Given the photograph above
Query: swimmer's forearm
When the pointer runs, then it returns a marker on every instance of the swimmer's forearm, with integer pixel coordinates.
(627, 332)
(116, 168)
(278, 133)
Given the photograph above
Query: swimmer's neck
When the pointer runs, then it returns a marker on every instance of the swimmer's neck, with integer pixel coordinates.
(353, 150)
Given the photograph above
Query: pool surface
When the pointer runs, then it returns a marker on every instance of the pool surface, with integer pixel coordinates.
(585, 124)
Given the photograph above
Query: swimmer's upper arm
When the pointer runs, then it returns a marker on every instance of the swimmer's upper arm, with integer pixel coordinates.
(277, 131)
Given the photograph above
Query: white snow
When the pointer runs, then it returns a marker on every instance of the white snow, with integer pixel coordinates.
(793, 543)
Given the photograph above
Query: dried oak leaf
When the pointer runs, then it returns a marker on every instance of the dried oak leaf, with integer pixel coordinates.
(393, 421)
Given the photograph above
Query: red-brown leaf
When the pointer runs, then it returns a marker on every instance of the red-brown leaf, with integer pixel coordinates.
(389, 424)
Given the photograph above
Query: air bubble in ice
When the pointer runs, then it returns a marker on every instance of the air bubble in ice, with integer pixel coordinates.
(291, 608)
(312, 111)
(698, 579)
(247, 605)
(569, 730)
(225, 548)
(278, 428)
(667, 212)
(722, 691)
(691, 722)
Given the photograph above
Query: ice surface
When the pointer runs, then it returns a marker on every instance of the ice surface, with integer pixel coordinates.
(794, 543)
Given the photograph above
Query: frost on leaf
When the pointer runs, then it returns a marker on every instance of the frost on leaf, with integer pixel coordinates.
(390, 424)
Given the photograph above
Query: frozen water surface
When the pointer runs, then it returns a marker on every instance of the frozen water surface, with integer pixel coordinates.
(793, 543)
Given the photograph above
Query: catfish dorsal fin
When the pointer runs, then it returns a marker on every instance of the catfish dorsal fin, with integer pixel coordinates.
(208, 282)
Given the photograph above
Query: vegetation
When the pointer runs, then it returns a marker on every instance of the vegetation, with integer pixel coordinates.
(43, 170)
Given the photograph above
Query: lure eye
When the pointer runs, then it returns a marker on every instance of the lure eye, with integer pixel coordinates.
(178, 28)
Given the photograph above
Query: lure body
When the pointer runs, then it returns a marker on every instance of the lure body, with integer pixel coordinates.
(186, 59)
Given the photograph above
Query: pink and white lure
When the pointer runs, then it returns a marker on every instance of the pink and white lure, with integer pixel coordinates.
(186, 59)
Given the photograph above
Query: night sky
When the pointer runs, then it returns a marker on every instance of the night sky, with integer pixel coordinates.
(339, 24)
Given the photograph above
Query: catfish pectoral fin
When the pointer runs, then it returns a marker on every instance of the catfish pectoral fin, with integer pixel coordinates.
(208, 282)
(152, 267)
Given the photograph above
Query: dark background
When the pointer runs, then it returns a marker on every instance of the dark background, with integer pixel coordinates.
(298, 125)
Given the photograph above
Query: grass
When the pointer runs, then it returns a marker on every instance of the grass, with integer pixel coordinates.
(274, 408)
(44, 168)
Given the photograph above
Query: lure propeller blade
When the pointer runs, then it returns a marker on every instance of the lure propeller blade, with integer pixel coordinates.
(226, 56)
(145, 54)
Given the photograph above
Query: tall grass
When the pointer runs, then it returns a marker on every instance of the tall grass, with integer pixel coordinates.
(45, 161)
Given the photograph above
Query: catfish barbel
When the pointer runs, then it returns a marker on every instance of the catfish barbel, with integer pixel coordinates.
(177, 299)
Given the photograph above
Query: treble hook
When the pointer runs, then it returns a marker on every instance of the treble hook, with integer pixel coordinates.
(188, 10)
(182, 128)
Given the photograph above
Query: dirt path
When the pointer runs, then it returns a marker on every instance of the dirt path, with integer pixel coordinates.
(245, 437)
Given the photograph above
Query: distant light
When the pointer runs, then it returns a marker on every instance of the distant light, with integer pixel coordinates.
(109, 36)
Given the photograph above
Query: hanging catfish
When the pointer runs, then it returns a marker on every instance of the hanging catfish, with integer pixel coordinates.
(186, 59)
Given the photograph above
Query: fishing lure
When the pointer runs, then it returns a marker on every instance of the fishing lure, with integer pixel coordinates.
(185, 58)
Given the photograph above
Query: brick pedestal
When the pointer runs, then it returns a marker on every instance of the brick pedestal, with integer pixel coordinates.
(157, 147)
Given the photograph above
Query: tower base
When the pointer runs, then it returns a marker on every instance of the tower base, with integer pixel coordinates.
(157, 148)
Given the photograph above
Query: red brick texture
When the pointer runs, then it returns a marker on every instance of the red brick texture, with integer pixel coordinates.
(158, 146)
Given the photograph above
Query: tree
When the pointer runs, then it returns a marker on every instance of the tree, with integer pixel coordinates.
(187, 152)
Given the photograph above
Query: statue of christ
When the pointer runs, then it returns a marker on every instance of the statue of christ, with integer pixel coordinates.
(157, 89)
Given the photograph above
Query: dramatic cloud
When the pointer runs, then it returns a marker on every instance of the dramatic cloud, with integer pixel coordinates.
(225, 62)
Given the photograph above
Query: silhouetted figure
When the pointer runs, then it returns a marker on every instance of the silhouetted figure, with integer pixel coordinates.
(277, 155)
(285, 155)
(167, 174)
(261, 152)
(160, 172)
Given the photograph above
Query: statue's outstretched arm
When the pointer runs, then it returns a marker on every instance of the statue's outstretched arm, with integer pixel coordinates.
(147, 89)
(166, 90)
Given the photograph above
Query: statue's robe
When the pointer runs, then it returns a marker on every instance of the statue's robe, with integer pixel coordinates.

## Your assignment
Select all lines with the word "robe" from the entries above.

## Output of the exercise
Query: statue's robe
When the pointer runs, then it returns a marker on every instance of the statue's robe, with integer pixel coordinates.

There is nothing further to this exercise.